Extrait du texte:
════════════════════

CHINAHOY

31-May-2013

Le retour en Chine de deux têtes d’animaux en bronze

LI YUAN, membre de la rédaction

Deux bronzes chinoises, qui avaient été dérobés lors des invasions de l’ancien palais d’été Yuanmingyuan par les forces armées étrangères, vont bientôt être rendus à la Chine. Retour sur le passé historique de ces sculptures, la longue marche vers leur restitution, ainsi que les diverses réactions qu’a suscitées cette récente annonce.

 

Le 26 avril 2013, la famille Pinault a annoncé qu’elle allait rendre à la Chine, à titre gracieux, deux têtes en bronze – l’une de rat et l’autre de lapin – provenant à l’origine du palais Yuanmingyuan.

Depuis la mise aux enchères de ces deux reliques par la société Christie’s en 2009, leur restitution fait objet d’une vive attention.

Œuvres d’excellence de styles oriental et occidental

Douze têtes en bronze à l’image des douze animaux du zodiaque chinois faisaient office de jets d’eau pour la fontaine se trouvant face au Haiyan Tang (Salle de la paix nationale), dans le palais impérial Yuanmingyuan de la dynastie des Qing (1644–1912). Elles ont été conçues par le missionnaire italien Giuseppe Castiglione (connu en Chine sous le nom de Lang Shining) et supervisées par le Français Michel Benoît, puis ont été fabriquées par les artisans de la cour royale sous le règne de l’empereur Qianlong (de 1735 à 1796).

════════════════════

Consigne 1: Les affirmations suivantes concordent-elles avec l’article sur les têtes d’animaux en bronze ? Répondez par oui ou non pour chacune, en citant les mots décisifs de l’article. (a) La famille Pinault a annoncé la restitution le 26 avril 2013. (b) Les deux têtes rendues sont celles d’un rat et d’un cheval. (c) Les têtes ont été fabriquées sous le règne de l’empereur Qianlong.
Consigne 2: Rédigez la suite de l’article sur les têtes d’animaux en bronze, à partir de sa dernière phrase.

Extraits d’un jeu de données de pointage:
════════════════════

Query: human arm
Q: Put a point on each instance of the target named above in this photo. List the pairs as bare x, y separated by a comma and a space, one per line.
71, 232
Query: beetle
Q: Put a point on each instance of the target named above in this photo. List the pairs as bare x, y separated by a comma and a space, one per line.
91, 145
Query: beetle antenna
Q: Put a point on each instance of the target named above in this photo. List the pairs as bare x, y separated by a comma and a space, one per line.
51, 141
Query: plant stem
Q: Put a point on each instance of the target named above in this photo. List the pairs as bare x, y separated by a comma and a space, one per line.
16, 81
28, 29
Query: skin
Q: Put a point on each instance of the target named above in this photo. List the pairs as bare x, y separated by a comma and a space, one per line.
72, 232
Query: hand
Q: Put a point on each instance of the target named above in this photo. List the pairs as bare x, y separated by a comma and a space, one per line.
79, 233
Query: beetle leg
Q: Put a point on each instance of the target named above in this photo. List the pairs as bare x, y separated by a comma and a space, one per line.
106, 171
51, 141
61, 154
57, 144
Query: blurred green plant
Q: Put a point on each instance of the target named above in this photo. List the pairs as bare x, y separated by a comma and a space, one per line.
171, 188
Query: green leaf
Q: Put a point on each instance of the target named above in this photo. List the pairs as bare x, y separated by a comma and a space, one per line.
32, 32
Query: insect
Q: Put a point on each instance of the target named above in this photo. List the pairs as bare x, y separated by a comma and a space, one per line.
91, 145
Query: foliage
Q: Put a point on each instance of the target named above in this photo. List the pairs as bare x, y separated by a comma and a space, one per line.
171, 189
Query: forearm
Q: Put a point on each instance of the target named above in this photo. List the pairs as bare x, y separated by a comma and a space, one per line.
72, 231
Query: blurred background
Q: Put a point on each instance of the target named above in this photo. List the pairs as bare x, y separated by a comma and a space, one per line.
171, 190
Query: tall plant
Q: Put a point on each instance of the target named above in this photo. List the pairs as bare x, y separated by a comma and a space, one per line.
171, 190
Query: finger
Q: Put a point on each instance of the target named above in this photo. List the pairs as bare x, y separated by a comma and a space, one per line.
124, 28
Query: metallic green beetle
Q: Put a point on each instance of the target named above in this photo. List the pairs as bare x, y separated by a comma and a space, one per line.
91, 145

════════════════════

Réponse 1:
(a) Oui : « Le 26 avril 2013, la famille Pinault a annoncé qu’elle allait rendre à la Chine, à titre gracieux, deux têtes en bronze ».
(b) Non : « l’une de rat et l’autre de lapin ».
(c) Oui : « ont été fabriquées par les artisans de la cour royale sous le règne de l’empereur Qianlong ».

Réponse 2:
Dans l’ancien palais Yuanmingyuan, ces douze têtes en bronze étaient alignées le long de deux rebords de la fontaine : le rat, le tigre, le dragon, le cheval, le singe et le chien du côté sud : le bœuf, le lapin, le serpent, le mouton, le coq et le cochon du côté nord. Toutes les deux heures, l’eau jaillissait d’une nouvelle tête. À midi, les douze fonctionnaient de concert.

Ces têtes en bronze ont été créées à l’apogée du règne de Qianlong. Leurs matières premières comprenaient une teneur élevée en métaux précieux. Le haut niveau de précision dont faisait preuve les artisans de la cour impériale s’observe clairement dans ces objets, où même les poils des animaux se distinguent nettement. Il est à noter que l’équipe internationale avait emprunté le style occidental pour la forme de ces statuettes en bronze, tout en faisant ressortir la beauté traditionnelle chinoise. Ces splendides œuvres sont l’exemple d’une combinaison réussie entre arts oriental et occidental.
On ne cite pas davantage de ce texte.